Selection:

Warsaw is an incorporated Town in and the County Seat of Richmond County, Virginia, United States.  The population was 1,637 at the 2020 census and is estimated to be 2,281 as of 2022.

History
The original name of the Town was Richmond Courthouse. In 1831 the Town's name was changed to Warsaw, after the news of the bloody Battle of Warsaw reached local residents. A number of other small towns in the United States changed their names to Warsaw at this time (Warsaw, Kentucky for instance), all as a result of sympathy in the United States for the November Uprising in Poland. Because Richmond Courthouse was still unincorporated in 1830, it is unclear who was responsible for the change of name to Warsaw. Historic sites nearby include Menokin, the former home of Francis Lightfoot Lee, Mount Airy and Sabine Hall. A former plantation estate Belle Mount is currently operated as a vineyard and winery within a few miles of Warsaw town limits.

In addition to Menokin, Mount Airy, and Sabine Hall, Grove Mount and the Richmond County Courthouse are listed on the National Register of Historic Places.  The formerly listed Bladensfield was destroyed by fire in 1996.

Geography
Warsaw is located at  (37.957617, −76.758302).

According to the United States Census Bureau, the town has a total area of 3.0 square miles (7.9 km2), all of it land.

Climate
The climate in this area is characterized by hot, humid summers and generally mild to cool winters.  According to the Köppen Climate Classification system, Warsaw has a humid subtropical climate, abbreviated "Cfa" on climate maps.

Exercise requirements:
1. Update the Warsaw article between "In addition to" and "fire in 1996.", inclusive, with "destroyed by fire" changed to "lost to fire".
2. According to the Warsaw article, what was the town originally called?

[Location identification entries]

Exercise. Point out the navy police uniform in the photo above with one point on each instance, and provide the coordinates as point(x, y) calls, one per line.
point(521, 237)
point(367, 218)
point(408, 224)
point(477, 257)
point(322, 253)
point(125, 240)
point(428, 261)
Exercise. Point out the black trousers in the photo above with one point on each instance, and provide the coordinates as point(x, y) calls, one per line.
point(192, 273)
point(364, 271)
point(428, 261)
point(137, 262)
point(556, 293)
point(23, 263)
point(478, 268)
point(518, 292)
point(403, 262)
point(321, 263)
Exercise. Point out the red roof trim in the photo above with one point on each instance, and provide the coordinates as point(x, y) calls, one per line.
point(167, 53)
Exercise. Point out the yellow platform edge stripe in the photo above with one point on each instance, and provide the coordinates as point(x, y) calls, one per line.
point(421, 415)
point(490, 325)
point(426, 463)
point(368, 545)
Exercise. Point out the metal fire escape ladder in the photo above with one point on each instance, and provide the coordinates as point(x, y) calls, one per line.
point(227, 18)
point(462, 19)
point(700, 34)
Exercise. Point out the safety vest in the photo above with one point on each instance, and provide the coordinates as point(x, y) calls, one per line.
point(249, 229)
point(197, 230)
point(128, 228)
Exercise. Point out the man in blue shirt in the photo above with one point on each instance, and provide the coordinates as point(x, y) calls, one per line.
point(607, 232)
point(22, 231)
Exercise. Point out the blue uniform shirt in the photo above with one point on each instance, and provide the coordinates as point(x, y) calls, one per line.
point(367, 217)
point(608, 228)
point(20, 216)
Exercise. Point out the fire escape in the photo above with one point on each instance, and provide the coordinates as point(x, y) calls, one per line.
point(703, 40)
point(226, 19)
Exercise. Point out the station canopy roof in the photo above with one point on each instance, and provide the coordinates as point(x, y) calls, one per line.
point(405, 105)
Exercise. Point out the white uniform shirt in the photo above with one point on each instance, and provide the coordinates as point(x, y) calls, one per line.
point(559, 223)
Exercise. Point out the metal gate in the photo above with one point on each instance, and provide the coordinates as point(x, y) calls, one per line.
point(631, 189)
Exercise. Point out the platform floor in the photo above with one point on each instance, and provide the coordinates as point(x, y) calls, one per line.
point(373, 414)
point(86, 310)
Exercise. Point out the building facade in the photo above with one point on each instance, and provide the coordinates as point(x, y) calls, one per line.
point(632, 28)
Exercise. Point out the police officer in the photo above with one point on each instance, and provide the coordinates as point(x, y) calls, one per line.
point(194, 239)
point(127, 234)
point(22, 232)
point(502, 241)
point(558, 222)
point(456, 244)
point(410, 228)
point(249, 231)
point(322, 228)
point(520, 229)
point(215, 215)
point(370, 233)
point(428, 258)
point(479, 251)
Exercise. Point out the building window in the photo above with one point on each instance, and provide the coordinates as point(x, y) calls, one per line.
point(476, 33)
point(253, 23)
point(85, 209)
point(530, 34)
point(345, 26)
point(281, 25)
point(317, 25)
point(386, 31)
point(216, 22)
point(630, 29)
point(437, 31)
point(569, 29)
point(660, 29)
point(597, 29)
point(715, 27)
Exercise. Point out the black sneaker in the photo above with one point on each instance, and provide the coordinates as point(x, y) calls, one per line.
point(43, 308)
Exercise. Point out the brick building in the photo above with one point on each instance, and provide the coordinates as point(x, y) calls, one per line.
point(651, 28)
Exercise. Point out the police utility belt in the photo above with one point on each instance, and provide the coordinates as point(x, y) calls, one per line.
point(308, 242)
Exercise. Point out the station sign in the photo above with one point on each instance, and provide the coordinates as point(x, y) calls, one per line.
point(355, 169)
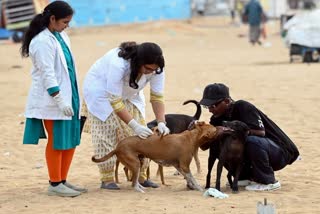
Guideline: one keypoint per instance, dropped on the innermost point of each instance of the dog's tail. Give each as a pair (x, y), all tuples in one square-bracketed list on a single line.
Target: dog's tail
[(104, 158), (198, 112)]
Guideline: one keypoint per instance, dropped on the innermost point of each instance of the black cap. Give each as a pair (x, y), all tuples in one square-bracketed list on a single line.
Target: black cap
[(213, 93)]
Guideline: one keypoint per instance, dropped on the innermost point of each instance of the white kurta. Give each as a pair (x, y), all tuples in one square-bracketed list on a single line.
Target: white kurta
[(49, 70), (110, 76)]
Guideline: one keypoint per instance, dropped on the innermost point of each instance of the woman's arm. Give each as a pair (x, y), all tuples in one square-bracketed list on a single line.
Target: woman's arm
[(159, 110)]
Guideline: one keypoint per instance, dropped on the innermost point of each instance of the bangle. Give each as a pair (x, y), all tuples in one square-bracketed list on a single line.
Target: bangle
[(159, 121)]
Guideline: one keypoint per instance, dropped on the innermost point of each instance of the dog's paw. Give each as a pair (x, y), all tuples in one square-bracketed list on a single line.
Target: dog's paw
[(176, 173)]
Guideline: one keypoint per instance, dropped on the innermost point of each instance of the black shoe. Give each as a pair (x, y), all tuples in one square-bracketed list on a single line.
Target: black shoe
[(149, 183)]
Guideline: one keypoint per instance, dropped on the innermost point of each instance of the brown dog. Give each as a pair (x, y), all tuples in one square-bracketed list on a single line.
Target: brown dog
[(171, 150)]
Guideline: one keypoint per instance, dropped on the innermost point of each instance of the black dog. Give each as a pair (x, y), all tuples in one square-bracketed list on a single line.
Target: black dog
[(229, 149)]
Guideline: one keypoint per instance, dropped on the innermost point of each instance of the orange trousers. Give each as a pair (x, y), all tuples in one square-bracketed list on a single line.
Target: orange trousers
[(58, 161)]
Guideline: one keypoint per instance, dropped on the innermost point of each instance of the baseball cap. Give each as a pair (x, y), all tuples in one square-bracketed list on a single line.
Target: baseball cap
[(213, 93)]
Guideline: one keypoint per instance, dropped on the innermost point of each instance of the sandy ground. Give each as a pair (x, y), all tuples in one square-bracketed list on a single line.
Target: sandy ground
[(197, 52)]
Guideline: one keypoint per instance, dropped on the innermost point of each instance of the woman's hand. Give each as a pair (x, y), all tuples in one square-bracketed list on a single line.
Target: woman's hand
[(163, 129), (140, 130)]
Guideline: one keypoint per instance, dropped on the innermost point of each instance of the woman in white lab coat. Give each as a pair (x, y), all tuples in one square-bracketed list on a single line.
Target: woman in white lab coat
[(113, 92), (53, 100)]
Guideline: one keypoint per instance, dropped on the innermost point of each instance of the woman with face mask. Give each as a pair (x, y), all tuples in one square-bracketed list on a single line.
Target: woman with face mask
[(113, 92), (53, 101)]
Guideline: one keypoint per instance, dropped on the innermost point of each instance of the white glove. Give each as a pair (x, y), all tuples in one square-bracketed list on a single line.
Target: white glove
[(63, 106), (140, 130), (163, 129)]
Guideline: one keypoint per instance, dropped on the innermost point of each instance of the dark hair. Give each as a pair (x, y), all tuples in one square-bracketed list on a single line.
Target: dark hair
[(60, 9), (141, 54)]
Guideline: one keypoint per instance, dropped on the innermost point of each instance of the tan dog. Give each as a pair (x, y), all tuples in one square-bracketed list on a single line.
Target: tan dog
[(171, 150)]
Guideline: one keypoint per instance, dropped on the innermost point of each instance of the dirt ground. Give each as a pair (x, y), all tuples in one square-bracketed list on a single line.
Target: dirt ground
[(198, 52)]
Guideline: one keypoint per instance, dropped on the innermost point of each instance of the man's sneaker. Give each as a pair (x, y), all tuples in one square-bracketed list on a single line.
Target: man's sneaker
[(76, 188), (242, 183), (264, 187), (110, 186), (149, 183), (62, 190)]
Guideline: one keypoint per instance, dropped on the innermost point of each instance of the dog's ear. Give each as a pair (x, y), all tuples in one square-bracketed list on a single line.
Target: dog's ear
[(192, 125), (208, 131)]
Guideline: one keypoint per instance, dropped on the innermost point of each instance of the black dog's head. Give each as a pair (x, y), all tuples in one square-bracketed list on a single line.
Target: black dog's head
[(240, 129)]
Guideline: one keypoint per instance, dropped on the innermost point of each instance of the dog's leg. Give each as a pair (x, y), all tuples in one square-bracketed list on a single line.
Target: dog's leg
[(196, 159), (229, 176), (116, 171), (160, 168), (211, 161), (133, 164), (219, 171), (234, 186)]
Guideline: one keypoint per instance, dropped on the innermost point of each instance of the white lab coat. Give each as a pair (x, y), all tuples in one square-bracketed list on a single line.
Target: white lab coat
[(49, 70), (110, 76)]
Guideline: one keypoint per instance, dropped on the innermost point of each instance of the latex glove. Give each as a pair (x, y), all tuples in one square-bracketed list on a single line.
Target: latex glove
[(163, 129), (140, 130), (63, 106)]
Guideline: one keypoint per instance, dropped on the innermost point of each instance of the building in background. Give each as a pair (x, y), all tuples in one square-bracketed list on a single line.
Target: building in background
[(102, 12)]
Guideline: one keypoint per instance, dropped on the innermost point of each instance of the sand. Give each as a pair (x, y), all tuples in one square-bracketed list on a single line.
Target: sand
[(198, 52)]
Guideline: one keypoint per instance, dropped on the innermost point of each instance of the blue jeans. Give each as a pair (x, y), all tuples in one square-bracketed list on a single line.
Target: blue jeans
[(262, 158)]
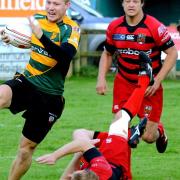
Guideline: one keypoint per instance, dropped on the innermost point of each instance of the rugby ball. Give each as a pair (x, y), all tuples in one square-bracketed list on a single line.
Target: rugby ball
[(19, 35)]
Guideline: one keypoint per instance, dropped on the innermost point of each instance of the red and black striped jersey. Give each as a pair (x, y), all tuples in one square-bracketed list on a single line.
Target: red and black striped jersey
[(126, 41)]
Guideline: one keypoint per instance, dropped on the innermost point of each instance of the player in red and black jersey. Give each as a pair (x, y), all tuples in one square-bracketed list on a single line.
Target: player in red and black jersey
[(111, 160), (126, 37)]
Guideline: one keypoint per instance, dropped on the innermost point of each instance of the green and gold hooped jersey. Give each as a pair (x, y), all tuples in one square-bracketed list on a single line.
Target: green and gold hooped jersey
[(42, 70)]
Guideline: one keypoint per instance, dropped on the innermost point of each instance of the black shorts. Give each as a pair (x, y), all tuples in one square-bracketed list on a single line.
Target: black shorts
[(41, 110)]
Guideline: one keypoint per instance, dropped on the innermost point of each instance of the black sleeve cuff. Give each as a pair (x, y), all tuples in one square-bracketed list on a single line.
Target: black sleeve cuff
[(91, 154)]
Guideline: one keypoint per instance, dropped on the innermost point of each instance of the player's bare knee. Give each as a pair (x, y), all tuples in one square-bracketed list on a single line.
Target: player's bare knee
[(78, 133)]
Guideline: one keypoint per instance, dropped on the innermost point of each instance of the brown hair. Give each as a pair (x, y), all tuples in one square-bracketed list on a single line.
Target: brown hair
[(85, 175)]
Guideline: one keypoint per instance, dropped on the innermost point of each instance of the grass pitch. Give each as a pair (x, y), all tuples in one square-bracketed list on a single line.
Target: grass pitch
[(85, 109)]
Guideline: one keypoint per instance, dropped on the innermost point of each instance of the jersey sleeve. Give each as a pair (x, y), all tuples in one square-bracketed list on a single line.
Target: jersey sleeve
[(161, 35), (109, 46)]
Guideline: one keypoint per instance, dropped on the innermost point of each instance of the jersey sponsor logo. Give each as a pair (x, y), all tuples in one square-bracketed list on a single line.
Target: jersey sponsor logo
[(120, 37), (161, 30), (130, 51), (130, 37), (40, 51), (141, 38)]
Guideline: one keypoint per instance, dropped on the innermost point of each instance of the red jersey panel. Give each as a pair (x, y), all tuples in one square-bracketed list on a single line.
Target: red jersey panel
[(150, 36)]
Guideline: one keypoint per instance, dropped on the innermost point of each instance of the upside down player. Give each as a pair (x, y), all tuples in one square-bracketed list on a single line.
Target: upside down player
[(39, 90), (111, 160), (126, 37)]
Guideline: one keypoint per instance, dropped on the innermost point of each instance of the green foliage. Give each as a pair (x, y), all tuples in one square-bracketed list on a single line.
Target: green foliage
[(85, 109)]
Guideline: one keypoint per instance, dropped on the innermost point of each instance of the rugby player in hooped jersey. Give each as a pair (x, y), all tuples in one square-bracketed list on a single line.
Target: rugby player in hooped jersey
[(39, 90), (126, 37)]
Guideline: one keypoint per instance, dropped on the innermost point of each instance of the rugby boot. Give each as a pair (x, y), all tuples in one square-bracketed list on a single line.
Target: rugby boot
[(136, 132)]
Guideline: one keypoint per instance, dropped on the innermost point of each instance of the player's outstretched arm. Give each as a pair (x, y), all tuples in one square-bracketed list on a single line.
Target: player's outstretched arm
[(72, 166)]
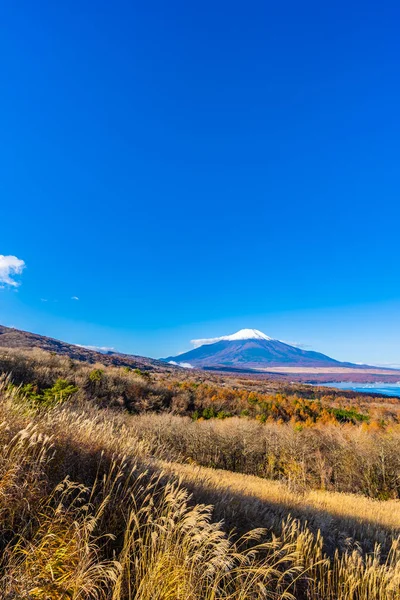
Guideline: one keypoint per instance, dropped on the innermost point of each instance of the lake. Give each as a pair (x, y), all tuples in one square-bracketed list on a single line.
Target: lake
[(386, 389)]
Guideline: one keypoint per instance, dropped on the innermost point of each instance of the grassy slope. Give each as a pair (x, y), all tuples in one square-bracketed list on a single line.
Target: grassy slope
[(90, 508)]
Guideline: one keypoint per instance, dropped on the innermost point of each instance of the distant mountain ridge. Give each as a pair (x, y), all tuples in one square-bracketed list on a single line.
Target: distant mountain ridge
[(252, 349), (16, 338)]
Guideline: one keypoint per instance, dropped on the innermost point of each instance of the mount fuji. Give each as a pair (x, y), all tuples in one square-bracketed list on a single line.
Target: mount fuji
[(250, 349)]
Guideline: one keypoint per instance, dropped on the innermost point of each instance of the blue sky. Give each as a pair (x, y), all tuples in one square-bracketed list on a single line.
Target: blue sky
[(190, 169)]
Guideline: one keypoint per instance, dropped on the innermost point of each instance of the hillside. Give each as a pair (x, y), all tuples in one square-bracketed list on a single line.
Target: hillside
[(252, 349), (16, 338)]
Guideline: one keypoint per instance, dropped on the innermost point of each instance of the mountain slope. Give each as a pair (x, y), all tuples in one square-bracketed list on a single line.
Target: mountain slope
[(250, 348), (15, 338)]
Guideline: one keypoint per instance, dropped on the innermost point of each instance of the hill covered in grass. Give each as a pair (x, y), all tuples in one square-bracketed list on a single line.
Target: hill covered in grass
[(121, 483)]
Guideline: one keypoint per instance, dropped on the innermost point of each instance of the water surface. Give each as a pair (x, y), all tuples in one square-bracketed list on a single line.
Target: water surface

Answers by task:
1.
In addition to Menokin, Mount Airy, and Sabine Hall, Grove Mount and the Richmond County Courthouse are listed on the National Register of Historic Places.  The formerly listed Bladensfield was lost to fire in 1996.

2. Richmond Courthouse